=== WHAT YOU WILL DO ===
All of the entries below, duplicated exactly, make up the answer.

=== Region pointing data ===
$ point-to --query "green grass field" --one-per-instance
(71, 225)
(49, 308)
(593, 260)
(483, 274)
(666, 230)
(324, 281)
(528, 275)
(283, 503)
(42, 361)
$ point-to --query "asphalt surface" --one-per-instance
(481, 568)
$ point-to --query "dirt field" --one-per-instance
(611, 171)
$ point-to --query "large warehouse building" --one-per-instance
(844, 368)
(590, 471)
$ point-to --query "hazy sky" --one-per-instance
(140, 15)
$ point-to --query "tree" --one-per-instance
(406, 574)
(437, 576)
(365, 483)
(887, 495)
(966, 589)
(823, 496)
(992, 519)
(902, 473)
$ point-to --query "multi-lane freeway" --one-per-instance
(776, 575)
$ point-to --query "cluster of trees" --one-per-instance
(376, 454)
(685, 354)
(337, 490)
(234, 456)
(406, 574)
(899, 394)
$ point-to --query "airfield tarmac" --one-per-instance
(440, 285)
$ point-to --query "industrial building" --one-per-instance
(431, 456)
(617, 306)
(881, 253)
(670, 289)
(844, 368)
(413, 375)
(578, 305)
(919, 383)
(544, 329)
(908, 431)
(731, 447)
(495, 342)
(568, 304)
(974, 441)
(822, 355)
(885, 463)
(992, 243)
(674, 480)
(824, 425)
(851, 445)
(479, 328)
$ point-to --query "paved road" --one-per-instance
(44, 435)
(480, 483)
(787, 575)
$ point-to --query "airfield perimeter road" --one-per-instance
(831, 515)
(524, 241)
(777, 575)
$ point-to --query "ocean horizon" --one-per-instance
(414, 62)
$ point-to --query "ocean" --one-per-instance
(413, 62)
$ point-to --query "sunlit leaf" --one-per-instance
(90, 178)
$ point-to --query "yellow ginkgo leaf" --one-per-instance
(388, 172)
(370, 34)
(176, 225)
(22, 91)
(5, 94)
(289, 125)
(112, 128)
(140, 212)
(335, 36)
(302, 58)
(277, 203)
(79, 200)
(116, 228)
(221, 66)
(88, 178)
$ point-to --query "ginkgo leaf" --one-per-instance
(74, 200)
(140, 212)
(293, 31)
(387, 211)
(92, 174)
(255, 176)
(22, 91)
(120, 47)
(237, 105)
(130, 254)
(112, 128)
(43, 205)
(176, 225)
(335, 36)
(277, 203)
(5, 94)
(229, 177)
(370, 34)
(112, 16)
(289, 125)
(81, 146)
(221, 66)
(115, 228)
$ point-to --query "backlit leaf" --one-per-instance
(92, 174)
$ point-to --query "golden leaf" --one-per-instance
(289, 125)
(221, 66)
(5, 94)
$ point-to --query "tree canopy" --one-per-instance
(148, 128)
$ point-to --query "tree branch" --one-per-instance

=== YOUR SOLUTION ===
$ point-to --query "green grass field" --one-per-instance
(71, 225)
(49, 308)
(593, 260)
(483, 274)
(666, 230)
(324, 281)
(528, 275)
(283, 503)
(42, 361)
$ point-to --query "asphalt surface" --one-per-instance
(481, 568)
$ point-to --query "dirt field" --one-per-instance
(611, 171)
$ point-to --query "large warehouse building" --one-per-instance
(844, 368)
(590, 471)
$ point-to --query "hazy sky" --one-per-instance
(140, 15)
$ point-to --query "tree" --one-per-instance
(406, 574)
(437, 576)
(365, 483)
(887, 495)
(966, 589)
(823, 496)
(992, 519)
(902, 473)
$ point-to --query "multi-lane freeway" --one-per-instance
(776, 575)
$ point-to --query "cluster of trees" --one-per-instance
(376, 454)
(685, 354)
(337, 490)
(234, 456)
(406, 574)
(899, 394)
$ point-to --query "airfield tarmac" --one-per-instance
(440, 285)
$ point-to --query "industrial building" --one-per-instance
(431, 456)
(617, 306)
(881, 253)
(670, 289)
(844, 368)
(413, 375)
(578, 305)
(919, 383)
(544, 329)
(908, 431)
(731, 447)
(495, 342)
(568, 304)
(974, 441)
(822, 355)
(885, 463)
(992, 243)
(674, 480)
(824, 425)
(851, 445)
(479, 328)
$ point-to --query "paved road" --one-per-instance
(44, 435)
(480, 483)
(787, 575)
$ point-to --query "airfield perimeter road" --one-per-instance
(831, 515)
(524, 241)
(777, 575)
$ point-to --query "ocean horizon" --one-per-instance
(414, 62)
$ point-to --query "ocean" --one-per-instance
(413, 62)
$ point-to --query "sunlit leaf" --one-per-instance
(90, 178)
$ point-to --query "yellow ginkgo leaf" --one-per-instance
(388, 172)
(370, 34)
(176, 225)
(22, 91)
(5, 94)
(289, 125)
(112, 128)
(140, 212)
(335, 36)
(302, 58)
(277, 203)
(79, 200)
(116, 228)
(221, 66)
(88, 178)
$ point-to --query "ginkgo leaf" --one-per-instance
(74, 200)
(140, 212)
(293, 31)
(387, 211)
(92, 174)
(255, 176)
(22, 91)
(120, 47)
(237, 105)
(130, 254)
(112, 128)
(43, 205)
(176, 225)
(335, 36)
(277, 203)
(5, 94)
(229, 177)
(370, 34)
(112, 16)
(289, 125)
(81, 146)
(221, 66)
(115, 228)
$ point-to --query "backlit leaf" --one-per-instance
(92, 174)
$ point-to --query "golden leaf" --one-per-instance
(289, 125)
(221, 66)
(5, 94)
$ point-to --query "tree canopy" --one-per-instance
(148, 128)
$ point-to --query "tree branch" --one-per-instance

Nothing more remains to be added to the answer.